- **TASK OBJECTIVE**: Make an exact copy of all the records, one that contains none of the pictures.

--- START ---

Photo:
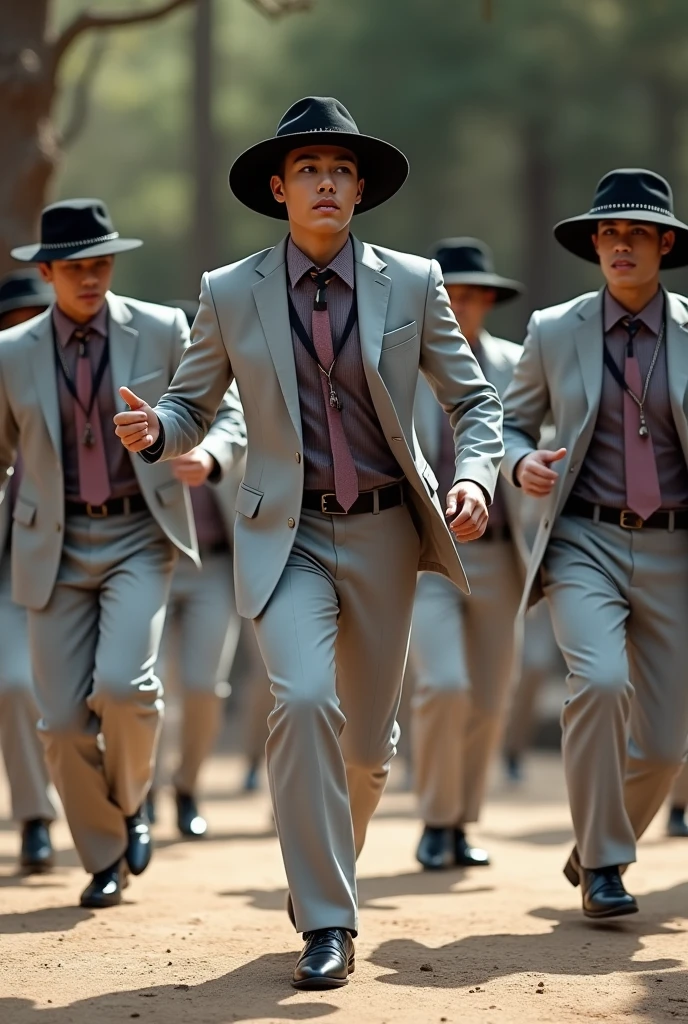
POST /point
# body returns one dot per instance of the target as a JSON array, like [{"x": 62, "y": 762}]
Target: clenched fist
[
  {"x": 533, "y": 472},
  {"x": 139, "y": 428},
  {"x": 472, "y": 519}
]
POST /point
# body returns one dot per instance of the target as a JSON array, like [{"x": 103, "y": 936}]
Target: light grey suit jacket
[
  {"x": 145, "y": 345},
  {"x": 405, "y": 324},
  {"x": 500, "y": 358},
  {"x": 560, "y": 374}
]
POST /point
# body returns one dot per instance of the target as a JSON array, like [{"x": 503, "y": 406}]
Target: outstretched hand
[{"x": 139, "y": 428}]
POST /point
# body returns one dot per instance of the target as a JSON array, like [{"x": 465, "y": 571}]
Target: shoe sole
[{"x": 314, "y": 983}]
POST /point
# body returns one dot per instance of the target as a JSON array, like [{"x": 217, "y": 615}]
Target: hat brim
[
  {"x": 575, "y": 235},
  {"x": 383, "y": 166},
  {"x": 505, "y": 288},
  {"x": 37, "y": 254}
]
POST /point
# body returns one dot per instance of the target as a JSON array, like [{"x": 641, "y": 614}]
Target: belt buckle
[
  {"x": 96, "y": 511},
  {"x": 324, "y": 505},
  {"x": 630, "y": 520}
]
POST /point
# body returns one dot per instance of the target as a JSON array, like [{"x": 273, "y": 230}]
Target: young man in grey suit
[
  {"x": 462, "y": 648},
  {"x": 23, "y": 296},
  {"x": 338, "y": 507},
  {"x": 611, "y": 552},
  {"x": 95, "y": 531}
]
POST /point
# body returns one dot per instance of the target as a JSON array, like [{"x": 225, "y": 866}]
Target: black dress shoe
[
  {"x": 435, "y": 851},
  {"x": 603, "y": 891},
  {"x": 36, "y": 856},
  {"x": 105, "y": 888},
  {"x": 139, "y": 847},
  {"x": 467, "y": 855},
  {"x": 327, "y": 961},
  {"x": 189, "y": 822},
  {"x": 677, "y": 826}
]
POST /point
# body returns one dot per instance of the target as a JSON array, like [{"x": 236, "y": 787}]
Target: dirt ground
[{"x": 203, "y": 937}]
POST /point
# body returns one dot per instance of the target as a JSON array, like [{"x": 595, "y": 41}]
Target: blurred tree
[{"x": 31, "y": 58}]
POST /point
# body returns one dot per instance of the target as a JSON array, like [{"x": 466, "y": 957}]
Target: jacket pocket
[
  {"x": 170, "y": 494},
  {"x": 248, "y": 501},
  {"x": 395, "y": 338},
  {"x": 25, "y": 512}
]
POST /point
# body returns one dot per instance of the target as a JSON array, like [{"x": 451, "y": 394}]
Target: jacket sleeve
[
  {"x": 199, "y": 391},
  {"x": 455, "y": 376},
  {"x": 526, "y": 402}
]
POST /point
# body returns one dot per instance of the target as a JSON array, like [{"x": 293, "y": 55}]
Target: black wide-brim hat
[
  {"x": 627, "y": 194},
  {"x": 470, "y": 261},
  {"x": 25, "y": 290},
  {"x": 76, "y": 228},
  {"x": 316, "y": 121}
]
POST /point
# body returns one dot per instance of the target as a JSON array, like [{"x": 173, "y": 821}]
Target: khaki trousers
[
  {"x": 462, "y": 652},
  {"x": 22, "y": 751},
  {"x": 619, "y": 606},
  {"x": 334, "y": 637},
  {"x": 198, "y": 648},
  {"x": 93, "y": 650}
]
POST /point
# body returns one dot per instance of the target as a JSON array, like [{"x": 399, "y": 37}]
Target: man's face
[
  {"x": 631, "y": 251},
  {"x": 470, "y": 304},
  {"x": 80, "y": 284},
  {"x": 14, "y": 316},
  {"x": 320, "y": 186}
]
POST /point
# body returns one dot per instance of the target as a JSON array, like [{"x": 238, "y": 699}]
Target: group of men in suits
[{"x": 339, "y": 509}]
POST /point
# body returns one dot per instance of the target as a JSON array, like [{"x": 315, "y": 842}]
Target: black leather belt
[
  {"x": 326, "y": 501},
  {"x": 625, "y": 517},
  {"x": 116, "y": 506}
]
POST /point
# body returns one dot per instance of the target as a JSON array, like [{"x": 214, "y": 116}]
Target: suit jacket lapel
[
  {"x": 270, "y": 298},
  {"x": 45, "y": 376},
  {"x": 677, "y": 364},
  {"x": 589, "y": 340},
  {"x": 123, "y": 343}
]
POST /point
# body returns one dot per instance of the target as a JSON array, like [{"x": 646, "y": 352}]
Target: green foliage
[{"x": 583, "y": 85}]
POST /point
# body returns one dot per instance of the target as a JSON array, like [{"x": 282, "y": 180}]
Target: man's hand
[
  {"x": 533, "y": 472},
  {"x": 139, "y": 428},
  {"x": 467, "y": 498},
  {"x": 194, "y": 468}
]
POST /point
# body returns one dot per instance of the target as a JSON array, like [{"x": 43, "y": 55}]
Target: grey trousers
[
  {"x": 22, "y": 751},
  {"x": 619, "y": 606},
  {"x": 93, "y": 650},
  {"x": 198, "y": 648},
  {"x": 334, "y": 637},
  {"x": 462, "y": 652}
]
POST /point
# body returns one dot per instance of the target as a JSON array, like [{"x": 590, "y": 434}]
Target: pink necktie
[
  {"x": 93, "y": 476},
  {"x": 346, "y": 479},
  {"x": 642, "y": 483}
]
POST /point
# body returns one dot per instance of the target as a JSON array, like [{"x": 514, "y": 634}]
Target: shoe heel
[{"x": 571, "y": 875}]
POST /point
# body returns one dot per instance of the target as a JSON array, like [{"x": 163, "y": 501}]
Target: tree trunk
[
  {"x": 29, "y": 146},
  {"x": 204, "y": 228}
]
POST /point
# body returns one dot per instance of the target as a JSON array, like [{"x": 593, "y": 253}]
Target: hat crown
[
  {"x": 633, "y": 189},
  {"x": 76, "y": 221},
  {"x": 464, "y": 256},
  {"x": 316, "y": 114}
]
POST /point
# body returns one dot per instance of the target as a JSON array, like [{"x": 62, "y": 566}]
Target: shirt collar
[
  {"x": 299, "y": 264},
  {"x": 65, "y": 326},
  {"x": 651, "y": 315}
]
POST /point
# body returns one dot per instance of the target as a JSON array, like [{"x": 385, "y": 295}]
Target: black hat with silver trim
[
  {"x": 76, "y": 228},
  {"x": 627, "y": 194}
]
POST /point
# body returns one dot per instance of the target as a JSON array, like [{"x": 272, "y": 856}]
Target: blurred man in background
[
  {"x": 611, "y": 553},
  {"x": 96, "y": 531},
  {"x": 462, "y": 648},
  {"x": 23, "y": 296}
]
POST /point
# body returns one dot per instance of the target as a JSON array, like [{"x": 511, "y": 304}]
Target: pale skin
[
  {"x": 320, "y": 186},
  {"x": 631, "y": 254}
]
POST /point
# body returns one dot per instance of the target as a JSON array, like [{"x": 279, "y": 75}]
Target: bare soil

--- END ---

- **FINAL ANSWER**:
Photo:
POST /point
# body returns one dot per instance of the target as a JSON array, like [{"x": 62, "y": 762}]
Target: clenched fist
[
  {"x": 533, "y": 472},
  {"x": 139, "y": 428},
  {"x": 472, "y": 519}
]
POST /point
# body returns one dot per instance of the target as a JSON array, like [{"x": 103, "y": 936}]
Target: light grey suit jacket
[
  {"x": 145, "y": 345},
  {"x": 405, "y": 324},
  {"x": 500, "y": 358},
  {"x": 560, "y": 374}
]
POST /point
# body returns one dot per instance of the target as a JSON array, like [{"x": 503, "y": 406}]
Target: outstretched hand
[{"x": 139, "y": 428}]
POST /point
# body returns one dot per instance of the target as a JSON array, like [{"x": 465, "y": 571}]
Target: shoe sole
[{"x": 314, "y": 983}]
POST /point
# body returns one dot per instance of the target as a JSON array, like [{"x": 217, "y": 615}]
Target: hat brim
[
  {"x": 575, "y": 235},
  {"x": 383, "y": 166},
  {"x": 505, "y": 288},
  {"x": 37, "y": 254}
]
POST /point
# body returns one dot per instance of the target as a JSON array, like [{"x": 641, "y": 614}]
Target: belt buckle
[
  {"x": 96, "y": 511},
  {"x": 324, "y": 505},
  {"x": 630, "y": 520}
]
POST /point
# body returns one dot per instance of the target as a JSON array, like [{"x": 273, "y": 230}]
Target: young man in grey suit
[
  {"x": 462, "y": 648},
  {"x": 23, "y": 296},
  {"x": 338, "y": 507},
  {"x": 611, "y": 552},
  {"x": 95, "y": 531}
]
POST /point
# body returns one dot per instance of the target as a JSON array, like [{"x": 225, "y": 866}]
Target: black dress shoe
[
  {"x": 435, "y": 851},
  {"x": 603, "y": 891},
  {"x": 36, "y": 856},
  {"x": 105, "y": 888},
  {"x": 139, "y": 847},
  {"x": 467, "y": 855},
  {"x": 327, "y": 961},
  {"x": 189, "y": 822},
  {"x": 677, "y": 826}
]
POST /point
# body returns one dot per instance of the target as a JSON array, like [{"x": 236, "y": 787}]
Target: dirt ground
[{"x": 203, "y": 937}]
POST /point
# body returns one dot per instance of the target as a JSON array, like [{"x": 595, "y": 41}]
Target: blurred tree
[{"x": 31, "y": 58}]
POST /point
# body returns one dot per instance of the target as a JSON array, like [{"x": 466, "y": 957}]
Target: jacket pocket
[
  {"x": 170, "y": 494},
  {"x": 248, "y": 501},
  {"x": 395, "y": 338},
  {"x": 25, "y": 512}
]
POST /point
# body returns one dot per instance of the target as a JSON array, like [{"x": 451, "y": 394}]
Target: jacket sleeve
[
  {"x": 199, "y": 391},
  {"x": 455, "y": 376},
  {"x": 526, "y": 402}
]
POST /point
# body returns one dot per instance of the target as a JSON array, like [{"x": 293, "y": 55}]
Target: black wide-brim hat
[
  {"x": 627, "y": 194},
  {"x": 470, "y": 261},
  {"x": 25, "y": 290},
  {"x": 76, "y": 228},
  {"x": 316, "y": 121}
]
POST /point
# body returns one dot per instance of the target as a JSON array, like [{"x": 173, "y": 821}]
Target: khaki trousers
[
  {"x": 462, "y": 652},
  {"x": 22, "y": 751},
  {"x": 619, "y": 606},
  {"x": 334, "y": 637},
  {"x": 198, "y": 648},
  {"x": 93, "y": 650}
]
POST /point
# body returns one dot per instance of the target as a JSON array, like [{"x": 399, "y": 37}]
Target: man's face
[
  {"x": 631, "y": 251},
  {"x": 470, "y": 304},
  {"x": 80, "y": 284},
  {"x": 14, "y": 316},
  {"x": 320, "y": 186}
]
POST /point
# body returns one dot per instance of the target as a JSON array, like [{"x": 238, "y": 699}]
Target: group of men in suits
[{"x": 339, "y": 509}]
POST /point
# body returns one dot per instance of the target as a JSON array, like [{"x": 315, "y": 842}]
Target: black leather belt
[
  {"x": 326, "y": 501},
  {"x": 625, "y": 517},
  {"x": 116, "y": 506}
]
POST /point
# body returns one dot per instance of the target as a JSON array, like [{"x": 214, "y": 116}]
Target: suit jacket lapel
[
  {"x": 270, "y": 298},
  {"x": 45, "y": 376},
  {"x": 677, "y": 364},
  {"x": 589, "y": 340},
  {"x": 123, "y": 343}
]
POST /point
# body returns one dot per instance of the target as a JSON array, like [{"x": 646, "y": 352}]
Target: green foliage
[{"x": 583, "y": 85}]
POST /point
# body returns one dot per instance of the target as a JSON array, like [{"x": 282, "y": 180}]
Target: man's hand
[
  {"x": 533, "y": 472},
  {"x": 139, "y": 428},
  {"x": 467, "y": 498},
  {"x": 194, "y": 468}
]
POST /point
# body returns one dot per instance of the target as a JSON array, like [{"x": 43, "y": 55}]
Target: grey trousers
[
  {"x": 22, "y": 751},
  {"x": 619, "y": 606},
  {"x": 93, "y": 650},
  {"x": 198, "y": 648},
  {"x": 334, "y": 637},
  {"x": 462, "y": 652}
]
POST /point
# body returns one dot per instance of the target as a JSON array, like [{"x": 590, "y": 434}]
Target: pink necktie
[
  {"x": 93, "y": 476},
  {"x": 346, "y": 479},
  {"x": 642, "y": 483}
]
POST /point
# body returns one dot per instance of the target as a JSON array, like [{"x": 514, "y": 634}]
Target: shoe heel
[{"x": 571, "y": 875}]
POST /point
# body returns one dot per instance of the target as a JSON array, like [{"x": 163, "y": 501}]
Target: tree trunk
[
  {"x": 29, "y": 146},
  {"x": 204, "y": 228}
]
POST /point
# body returns one dot per instance of the target as a JSON array, like [{"x": 593, "y": 253}]
Target: hat crown
[
  {"x": 633, "y": 189},
  {"x": 76, "y": 221},
  {"x": 464, "y": 256},
  {"x": 316, "y": 114}
]
POST /point
# body returns one dot per instance of the target as a JSON array, like [{"x": 62, "y": 566}]
Target: shirt collar
[
  {"x": 299, "y": 264},
  {"x": 65, "y": 326},
  {"x": 651, "y": 315}
]
POST /point
# body returns one dot per instance of the target as a JSON array, like [{"x": 385, "y": 295}]
Target: black hat with silver trim
[
  {"x": 76, "y": 228},
  {"x": 627, "y": 194}
]
POST /point
# body returns one dot per instance of the target as a JSON array, like [{"x": 272, "y": 856}]
Target: blurred man in background
[
  {"x": 611, "y": 553},
  {"x": 96, "y": 531},
  {"x": 462, "y": 648},
  {"x": 23, "y": 296}
]
POST /point
# body returns one dot per instance of the target as a JSON array, like [{"x": 511, "y": 304}]
Target: pale skin
[
  {"x": 320, "y": 186},
  {"x": 631, "y": 254}
]
POST /point
# body returns one dot per instance of the target as a JSON array, like [{"x": 279, "y": 75}]
Target: bare soil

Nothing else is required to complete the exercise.